### WHAT NEEDS TO BE DONE
Of all the lines in the material, count those containing the string "below" and write only the resulting number.

── EXERCISE INPUT ──

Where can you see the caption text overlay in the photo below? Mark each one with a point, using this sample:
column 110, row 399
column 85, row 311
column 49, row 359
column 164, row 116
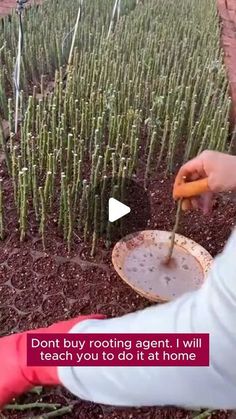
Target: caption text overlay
column 118, row 350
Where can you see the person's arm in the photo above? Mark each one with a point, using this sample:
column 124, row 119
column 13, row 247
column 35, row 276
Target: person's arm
column 218, row 169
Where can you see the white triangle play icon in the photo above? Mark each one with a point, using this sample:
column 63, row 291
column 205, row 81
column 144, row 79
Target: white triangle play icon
column 117, row 210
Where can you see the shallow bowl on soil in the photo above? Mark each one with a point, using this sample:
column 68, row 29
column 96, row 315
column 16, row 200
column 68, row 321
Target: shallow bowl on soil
column 139, row 260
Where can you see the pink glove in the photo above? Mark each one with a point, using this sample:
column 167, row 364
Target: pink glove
column 16, row 377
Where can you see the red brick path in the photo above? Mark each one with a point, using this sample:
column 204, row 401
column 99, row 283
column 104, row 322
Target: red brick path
column 6, row 6
column 227, row 13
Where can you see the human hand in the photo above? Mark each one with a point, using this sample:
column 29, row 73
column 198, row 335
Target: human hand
column 214, row 172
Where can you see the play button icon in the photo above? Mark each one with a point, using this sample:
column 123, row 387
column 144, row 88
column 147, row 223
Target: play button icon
column 117, row 210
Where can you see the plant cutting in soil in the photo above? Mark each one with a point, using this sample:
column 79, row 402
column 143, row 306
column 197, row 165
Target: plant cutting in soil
column 139, row 97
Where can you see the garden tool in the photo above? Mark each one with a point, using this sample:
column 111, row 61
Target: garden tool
column 138, row 258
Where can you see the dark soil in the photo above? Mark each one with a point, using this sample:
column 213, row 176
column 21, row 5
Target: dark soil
column 38, row 288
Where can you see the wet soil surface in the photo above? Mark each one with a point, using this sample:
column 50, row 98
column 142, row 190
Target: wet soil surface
column 38, row 288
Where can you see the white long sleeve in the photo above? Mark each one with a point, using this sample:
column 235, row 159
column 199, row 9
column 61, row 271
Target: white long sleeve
column 212, row 309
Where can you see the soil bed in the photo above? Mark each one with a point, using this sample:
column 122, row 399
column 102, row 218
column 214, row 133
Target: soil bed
column 45, row 287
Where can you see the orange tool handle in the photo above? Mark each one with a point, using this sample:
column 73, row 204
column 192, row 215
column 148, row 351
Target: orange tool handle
column 190, row 189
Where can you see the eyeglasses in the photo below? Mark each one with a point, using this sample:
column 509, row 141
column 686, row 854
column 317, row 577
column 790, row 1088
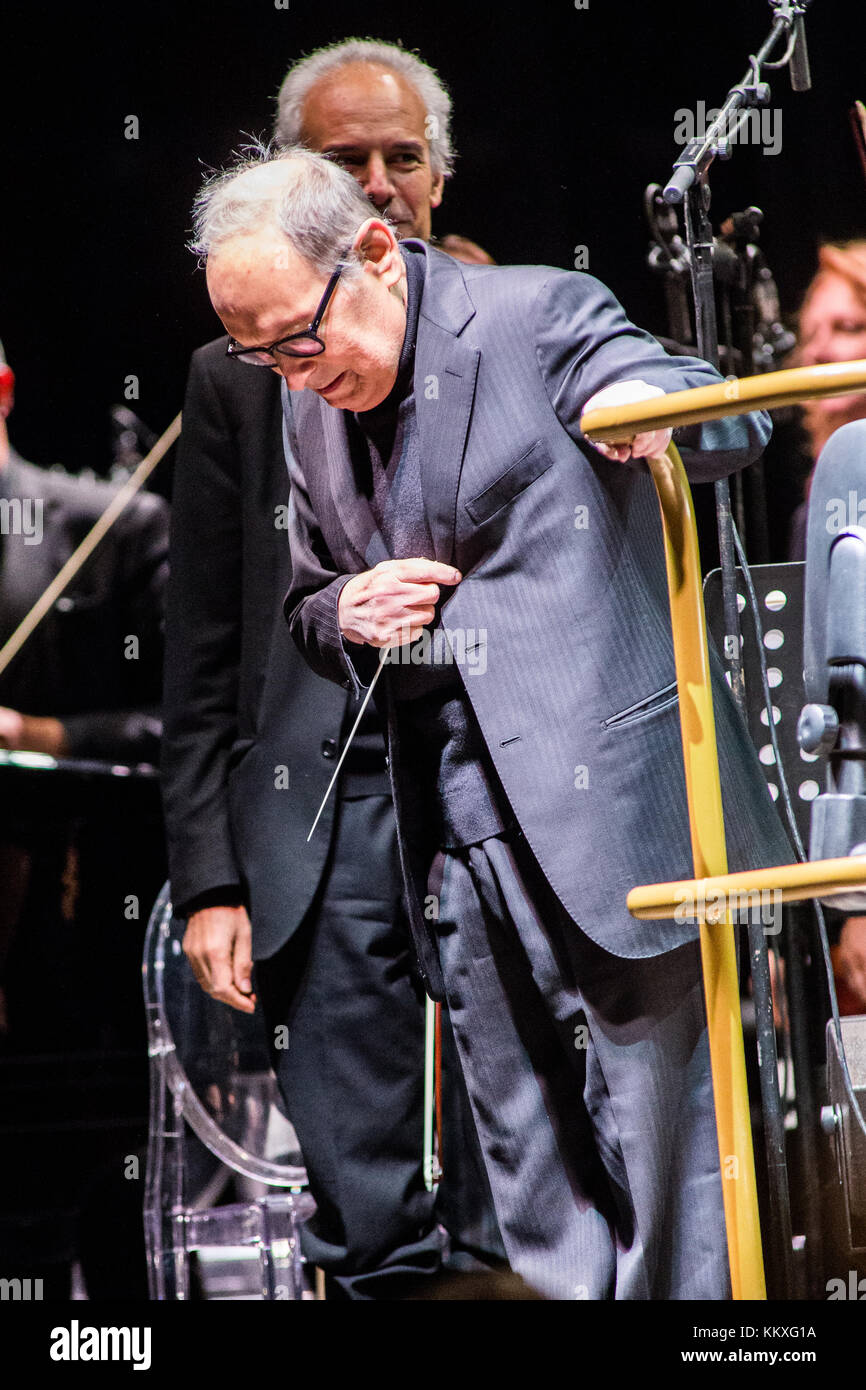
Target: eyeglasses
column 306, row 344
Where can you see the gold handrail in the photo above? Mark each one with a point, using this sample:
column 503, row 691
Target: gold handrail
column 704, row 787
column 736, row 396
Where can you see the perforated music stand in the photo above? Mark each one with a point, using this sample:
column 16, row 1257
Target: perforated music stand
column 210, row 1073
column 780, row 598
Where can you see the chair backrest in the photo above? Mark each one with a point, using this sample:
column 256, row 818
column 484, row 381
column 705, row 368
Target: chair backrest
column 214, row 1059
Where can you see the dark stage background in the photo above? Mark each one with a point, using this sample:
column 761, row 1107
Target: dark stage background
column 562, row 117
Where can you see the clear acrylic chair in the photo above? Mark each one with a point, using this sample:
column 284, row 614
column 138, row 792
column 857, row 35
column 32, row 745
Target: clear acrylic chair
column 214, row 1114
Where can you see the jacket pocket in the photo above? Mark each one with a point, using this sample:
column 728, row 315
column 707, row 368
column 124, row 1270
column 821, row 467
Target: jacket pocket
column 652, row 705
column 510, row 484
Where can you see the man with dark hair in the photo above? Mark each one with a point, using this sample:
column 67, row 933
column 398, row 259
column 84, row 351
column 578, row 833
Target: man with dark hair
column 438, row 478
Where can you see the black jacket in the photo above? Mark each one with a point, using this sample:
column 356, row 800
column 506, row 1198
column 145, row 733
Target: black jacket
column 250, row 734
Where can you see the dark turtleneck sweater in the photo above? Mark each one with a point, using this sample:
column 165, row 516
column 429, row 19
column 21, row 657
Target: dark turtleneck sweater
column 441, row 742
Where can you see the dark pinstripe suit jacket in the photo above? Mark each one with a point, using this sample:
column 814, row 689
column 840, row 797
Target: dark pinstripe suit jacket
column 577, row 701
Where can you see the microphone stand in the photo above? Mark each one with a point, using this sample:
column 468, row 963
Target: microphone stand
column 690, row 185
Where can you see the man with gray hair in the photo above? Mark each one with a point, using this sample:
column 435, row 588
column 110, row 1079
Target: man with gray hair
column 250, row 742
column 438, row 473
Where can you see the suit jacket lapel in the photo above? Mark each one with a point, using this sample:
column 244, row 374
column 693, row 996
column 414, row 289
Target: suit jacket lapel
column 445, row 389
column 445, row 375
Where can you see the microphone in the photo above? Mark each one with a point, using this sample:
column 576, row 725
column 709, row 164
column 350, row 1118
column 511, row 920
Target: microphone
column 801, row 77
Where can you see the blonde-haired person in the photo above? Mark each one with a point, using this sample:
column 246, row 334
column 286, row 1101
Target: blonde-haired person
column 831, row 328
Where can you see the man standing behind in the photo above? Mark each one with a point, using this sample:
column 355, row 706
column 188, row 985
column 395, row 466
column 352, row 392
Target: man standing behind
column 535, row 755
column 252, row 738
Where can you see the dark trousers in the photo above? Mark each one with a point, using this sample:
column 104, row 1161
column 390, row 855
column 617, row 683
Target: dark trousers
column 353, row 1069
column 591, row 1087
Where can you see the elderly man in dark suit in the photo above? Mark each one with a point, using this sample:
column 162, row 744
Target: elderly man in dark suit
column 250, row 744
column 444, row 496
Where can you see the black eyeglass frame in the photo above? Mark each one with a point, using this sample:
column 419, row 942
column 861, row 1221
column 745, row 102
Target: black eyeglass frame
column 280, row 345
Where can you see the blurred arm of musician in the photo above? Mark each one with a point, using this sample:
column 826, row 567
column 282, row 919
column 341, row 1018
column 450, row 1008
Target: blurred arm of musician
column 86, row 683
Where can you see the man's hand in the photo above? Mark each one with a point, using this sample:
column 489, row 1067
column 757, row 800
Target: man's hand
column 642, row 446
column 218, row 945
column 851, row 958
column 392, row 603
column 27, row 733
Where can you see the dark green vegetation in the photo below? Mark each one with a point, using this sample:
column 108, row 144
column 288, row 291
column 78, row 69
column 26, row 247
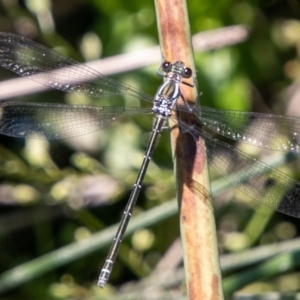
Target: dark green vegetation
column 63, row 193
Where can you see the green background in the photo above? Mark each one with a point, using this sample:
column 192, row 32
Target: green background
column 41, row 199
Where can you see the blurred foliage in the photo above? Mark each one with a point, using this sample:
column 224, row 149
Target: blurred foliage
column 56, row 193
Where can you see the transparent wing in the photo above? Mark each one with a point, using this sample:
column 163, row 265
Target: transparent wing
column 273, row 132
column 57, row 121
column 251, row 176
column 52, row 69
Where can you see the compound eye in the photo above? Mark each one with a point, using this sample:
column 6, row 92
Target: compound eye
column 187, row 73
column 166, row 66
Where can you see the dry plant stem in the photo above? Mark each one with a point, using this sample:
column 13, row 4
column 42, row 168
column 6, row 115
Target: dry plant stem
column 198, row 232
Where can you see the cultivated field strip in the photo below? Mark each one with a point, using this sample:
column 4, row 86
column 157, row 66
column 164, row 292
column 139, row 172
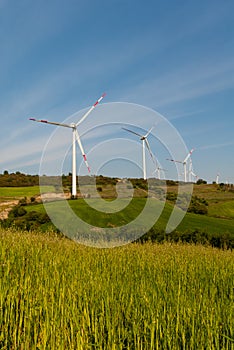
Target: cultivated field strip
column 56, row 294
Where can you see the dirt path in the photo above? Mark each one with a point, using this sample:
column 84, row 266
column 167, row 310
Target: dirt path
column 5, row 208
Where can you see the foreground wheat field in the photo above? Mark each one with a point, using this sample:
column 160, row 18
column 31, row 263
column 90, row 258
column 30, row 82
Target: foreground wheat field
column 56, row 294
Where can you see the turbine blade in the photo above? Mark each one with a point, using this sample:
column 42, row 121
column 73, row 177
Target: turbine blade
column 82, row 150
column 90, row 110
column 147, row 134
column 133, row 132
column 53, row 123
column 173, row 160
column 187, row 157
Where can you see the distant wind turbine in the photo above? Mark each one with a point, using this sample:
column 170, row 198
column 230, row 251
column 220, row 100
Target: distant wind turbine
column 158, row 171
column 75, row 137
column 145, row 142
column 184, row 162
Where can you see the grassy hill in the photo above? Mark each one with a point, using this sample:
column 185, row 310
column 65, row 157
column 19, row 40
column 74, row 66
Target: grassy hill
column 218, row 221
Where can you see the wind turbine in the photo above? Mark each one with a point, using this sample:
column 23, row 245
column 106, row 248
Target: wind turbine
column 145, row 142
column 184, row 162
column 158, row 170
column 75, row 137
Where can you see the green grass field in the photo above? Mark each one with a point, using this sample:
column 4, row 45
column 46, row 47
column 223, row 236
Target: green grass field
column 56, row 294
column 96, row 218
column 8, row 193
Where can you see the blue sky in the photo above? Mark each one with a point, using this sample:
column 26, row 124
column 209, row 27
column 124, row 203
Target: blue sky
column 174, row 57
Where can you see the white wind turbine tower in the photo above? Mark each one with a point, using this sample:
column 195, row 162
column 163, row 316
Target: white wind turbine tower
column 158, row 171
column 75, row 137
column 145, row 142
column 184, row 162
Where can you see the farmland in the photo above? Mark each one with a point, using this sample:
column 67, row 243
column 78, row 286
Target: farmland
column 56, row 294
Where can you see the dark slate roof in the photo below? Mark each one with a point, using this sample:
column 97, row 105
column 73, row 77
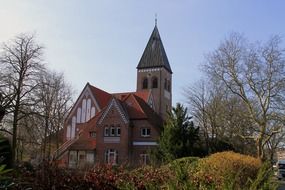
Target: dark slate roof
column 154, row 54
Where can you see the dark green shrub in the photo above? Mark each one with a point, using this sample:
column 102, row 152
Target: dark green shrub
column 226, row 169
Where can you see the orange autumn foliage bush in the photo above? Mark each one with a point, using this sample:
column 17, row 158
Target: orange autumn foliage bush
column 220, row 169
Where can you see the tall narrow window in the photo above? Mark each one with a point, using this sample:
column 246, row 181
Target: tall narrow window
column 154, row 82
column 169, row 86
column 145, row 132
column 144, row 158
column 118, row 131
column 112, row 131
column 106, row 131
column 111, row 156
column 145, row 83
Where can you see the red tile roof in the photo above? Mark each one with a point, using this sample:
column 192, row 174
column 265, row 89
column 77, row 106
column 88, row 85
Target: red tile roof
column 143, row 94
column 101, row 96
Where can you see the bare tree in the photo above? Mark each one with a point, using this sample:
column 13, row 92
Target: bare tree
column 255, row 74
column 20, row 65
column 219, row 115
column 55, row 97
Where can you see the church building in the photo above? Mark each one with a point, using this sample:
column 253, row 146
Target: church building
column 117, row 128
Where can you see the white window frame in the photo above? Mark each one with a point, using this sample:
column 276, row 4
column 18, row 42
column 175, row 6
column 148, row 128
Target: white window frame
column 144, row 158
column 106, row 131
column 112, row 129
column 93, row 134
column 144, row 132
column 117, row 130
column 109, row 154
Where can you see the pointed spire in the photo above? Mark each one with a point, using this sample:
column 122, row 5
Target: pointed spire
column 154, row 55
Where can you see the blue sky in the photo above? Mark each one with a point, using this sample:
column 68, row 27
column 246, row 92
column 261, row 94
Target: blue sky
column 101, row 42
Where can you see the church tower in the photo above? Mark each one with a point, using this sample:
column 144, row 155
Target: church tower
column 154, row 73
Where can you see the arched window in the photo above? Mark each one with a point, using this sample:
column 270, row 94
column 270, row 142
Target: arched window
column 165, row 84
column 169, row 86
column 154, row 82
column 145, row 83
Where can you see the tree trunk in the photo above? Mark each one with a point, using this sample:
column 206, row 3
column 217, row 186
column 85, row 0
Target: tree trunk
column 14, row 139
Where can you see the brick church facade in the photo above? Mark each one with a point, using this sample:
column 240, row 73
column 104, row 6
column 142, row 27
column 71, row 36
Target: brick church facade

───

### EXERCISE RESULT
5